> _Aim of the exercise_
In the entries below, filter for the word "target" and copy every matching line.

> _Extracted data_
+++++
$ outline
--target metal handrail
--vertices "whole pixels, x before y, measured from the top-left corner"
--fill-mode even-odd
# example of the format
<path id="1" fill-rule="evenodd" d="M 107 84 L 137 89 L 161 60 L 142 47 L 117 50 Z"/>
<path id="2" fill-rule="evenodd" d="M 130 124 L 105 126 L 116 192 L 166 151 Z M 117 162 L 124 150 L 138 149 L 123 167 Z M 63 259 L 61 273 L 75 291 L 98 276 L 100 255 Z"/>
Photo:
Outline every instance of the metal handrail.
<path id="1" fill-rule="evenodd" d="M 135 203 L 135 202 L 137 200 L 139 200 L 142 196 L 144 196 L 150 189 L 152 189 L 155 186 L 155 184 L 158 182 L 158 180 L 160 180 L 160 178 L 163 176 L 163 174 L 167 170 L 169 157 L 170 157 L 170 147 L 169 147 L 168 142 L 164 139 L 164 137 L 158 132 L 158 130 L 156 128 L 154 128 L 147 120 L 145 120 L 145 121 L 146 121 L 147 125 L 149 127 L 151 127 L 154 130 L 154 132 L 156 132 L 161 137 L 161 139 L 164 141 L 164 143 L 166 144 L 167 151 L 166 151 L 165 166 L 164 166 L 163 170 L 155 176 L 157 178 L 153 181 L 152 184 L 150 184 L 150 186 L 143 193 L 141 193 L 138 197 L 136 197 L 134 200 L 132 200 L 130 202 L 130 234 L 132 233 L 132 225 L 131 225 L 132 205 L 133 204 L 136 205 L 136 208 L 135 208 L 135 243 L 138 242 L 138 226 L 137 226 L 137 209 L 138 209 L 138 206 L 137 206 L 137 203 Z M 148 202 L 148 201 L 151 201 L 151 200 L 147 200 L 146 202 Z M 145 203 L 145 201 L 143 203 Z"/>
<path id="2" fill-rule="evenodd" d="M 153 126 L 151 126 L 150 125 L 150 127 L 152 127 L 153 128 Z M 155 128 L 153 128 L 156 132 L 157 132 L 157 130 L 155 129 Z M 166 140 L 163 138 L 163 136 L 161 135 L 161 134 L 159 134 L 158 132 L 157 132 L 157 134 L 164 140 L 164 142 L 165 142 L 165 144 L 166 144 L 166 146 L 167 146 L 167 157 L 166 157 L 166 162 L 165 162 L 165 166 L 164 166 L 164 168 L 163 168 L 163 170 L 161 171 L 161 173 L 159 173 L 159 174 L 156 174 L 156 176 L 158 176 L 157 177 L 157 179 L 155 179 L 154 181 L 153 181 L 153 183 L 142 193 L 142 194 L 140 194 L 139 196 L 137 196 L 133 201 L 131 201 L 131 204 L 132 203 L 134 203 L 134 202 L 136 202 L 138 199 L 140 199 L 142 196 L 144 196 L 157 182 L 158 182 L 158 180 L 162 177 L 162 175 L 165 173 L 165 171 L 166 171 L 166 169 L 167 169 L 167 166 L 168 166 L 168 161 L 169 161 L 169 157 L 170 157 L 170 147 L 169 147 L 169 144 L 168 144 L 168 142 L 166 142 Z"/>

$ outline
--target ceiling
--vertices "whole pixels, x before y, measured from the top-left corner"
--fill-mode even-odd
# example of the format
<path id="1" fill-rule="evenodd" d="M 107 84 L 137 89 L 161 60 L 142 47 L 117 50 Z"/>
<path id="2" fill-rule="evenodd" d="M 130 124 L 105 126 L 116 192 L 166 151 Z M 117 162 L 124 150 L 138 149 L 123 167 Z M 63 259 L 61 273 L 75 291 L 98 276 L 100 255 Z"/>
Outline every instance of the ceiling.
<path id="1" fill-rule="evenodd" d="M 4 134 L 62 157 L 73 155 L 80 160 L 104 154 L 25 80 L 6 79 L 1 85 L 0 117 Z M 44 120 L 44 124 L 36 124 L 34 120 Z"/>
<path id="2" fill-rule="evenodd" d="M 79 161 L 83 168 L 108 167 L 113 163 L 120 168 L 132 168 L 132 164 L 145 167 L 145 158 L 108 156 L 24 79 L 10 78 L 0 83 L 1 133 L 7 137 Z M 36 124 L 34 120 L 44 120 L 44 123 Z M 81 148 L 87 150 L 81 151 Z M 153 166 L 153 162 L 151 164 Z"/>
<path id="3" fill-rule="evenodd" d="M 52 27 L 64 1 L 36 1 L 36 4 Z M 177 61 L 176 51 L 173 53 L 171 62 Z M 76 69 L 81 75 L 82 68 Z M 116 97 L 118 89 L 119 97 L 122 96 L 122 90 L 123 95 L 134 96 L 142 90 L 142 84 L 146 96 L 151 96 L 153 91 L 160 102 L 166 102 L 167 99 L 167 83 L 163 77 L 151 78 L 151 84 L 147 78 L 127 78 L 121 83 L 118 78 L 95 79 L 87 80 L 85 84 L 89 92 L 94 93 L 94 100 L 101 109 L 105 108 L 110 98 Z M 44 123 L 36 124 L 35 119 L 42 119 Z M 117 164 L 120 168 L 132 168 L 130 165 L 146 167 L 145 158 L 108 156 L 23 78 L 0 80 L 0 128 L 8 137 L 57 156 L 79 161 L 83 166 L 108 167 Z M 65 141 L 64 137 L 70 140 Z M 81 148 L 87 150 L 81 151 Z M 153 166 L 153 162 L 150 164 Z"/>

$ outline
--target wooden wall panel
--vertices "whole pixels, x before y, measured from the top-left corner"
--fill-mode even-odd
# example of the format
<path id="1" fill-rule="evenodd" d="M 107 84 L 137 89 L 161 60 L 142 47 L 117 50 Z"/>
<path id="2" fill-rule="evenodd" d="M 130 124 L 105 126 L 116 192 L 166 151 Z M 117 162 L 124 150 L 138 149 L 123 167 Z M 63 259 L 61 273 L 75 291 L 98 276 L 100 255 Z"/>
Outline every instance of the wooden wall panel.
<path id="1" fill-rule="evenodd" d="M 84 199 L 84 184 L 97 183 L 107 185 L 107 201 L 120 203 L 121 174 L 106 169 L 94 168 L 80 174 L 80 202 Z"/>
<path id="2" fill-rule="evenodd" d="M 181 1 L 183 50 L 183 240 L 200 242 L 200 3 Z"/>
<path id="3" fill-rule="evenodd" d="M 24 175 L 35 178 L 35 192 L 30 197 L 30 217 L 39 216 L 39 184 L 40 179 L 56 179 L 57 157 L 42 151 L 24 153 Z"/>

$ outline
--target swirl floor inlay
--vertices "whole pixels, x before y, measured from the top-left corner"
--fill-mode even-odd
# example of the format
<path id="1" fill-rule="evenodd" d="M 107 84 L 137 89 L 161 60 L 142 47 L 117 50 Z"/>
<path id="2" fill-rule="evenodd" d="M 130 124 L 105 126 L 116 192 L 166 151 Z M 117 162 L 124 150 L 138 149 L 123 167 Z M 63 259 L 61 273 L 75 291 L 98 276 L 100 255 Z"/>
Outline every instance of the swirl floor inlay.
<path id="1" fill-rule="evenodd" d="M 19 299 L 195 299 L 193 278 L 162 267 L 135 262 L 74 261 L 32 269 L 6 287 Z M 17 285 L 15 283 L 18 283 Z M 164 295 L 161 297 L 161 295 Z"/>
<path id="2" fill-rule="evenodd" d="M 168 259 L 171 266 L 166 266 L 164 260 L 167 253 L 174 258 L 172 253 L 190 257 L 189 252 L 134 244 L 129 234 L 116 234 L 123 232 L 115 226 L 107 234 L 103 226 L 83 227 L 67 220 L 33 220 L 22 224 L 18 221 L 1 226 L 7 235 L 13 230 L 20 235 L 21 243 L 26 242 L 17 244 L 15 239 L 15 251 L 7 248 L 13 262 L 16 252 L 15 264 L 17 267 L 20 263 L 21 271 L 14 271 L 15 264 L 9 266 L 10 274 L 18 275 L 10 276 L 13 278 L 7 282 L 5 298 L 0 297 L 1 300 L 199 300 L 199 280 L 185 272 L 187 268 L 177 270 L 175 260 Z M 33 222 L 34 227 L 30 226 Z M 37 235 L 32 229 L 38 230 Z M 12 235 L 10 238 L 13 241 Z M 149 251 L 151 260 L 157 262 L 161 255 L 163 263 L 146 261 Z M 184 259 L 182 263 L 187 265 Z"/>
+++++
> _Your response_
--target metal handrail
--target ceiling
--target wooden wall panel
--target swirl floor inlay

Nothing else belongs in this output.